[Collected data entries]
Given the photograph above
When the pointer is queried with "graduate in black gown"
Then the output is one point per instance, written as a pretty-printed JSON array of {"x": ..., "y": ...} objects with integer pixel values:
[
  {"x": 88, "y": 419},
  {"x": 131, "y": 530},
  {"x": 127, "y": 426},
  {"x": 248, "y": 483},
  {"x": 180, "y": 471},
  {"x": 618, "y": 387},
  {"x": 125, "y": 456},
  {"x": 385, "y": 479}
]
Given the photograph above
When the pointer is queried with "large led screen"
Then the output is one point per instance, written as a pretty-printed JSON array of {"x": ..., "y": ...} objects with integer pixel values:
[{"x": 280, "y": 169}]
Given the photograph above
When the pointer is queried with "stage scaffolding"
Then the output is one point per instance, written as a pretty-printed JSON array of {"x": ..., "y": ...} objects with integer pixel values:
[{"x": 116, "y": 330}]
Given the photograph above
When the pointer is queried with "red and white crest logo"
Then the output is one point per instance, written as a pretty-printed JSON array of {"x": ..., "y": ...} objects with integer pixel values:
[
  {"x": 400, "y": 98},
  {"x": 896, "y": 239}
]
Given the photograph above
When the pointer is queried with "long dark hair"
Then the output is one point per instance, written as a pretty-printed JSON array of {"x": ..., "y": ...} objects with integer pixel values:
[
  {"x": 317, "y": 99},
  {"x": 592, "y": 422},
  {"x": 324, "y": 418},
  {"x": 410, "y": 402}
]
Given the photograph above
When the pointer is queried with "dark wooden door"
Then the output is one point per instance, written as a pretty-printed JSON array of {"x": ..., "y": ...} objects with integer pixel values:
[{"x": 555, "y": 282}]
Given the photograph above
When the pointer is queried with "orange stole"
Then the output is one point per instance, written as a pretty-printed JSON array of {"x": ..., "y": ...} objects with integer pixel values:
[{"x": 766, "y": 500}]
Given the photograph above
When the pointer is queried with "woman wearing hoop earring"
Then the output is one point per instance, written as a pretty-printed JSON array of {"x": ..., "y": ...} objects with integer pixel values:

> Work instructions:
Write out the records exactly, starting at the first line and stopping after the line that contains "and white crest".

> Response area:
Given the photograph above
When the pointer is queried with "graduate in black gown"
Then the output is one point per instance, written as a pretty-printed JSON array of {"x": ..., "y": ...} objects with integer pixel values:
[
  {"x": 88, "y": 419},
  {"x": 131, "y": 530},
  {"x": 127, "y": 426},
  {"x": 248, "y": 483},
  {"x": 180, "y": 471},
  {"x": 618, "y": 387},
  {"x": 125, "y": 456},
  {"x": 385, "y": 479}
]
Given the photograph above
When the pointer is queried with "large led screen"
Then the output is one point per instance, written as a pretty-printed JSON array of {"x": ..., "y": ...} objects with integer pixel values:
[{"x": 280, "y": 169}]
Given the photograph above
When the pointer is queried with "stage scaffolding"
Then the output is one point per instance, written as a pretty-printed JSON array of {"x": ..., "y": ...} objects with integer pixel values:
[{"x": 116, "y": 330}]
Given the photograph above
When the pointer is queried with "red and white crest logo"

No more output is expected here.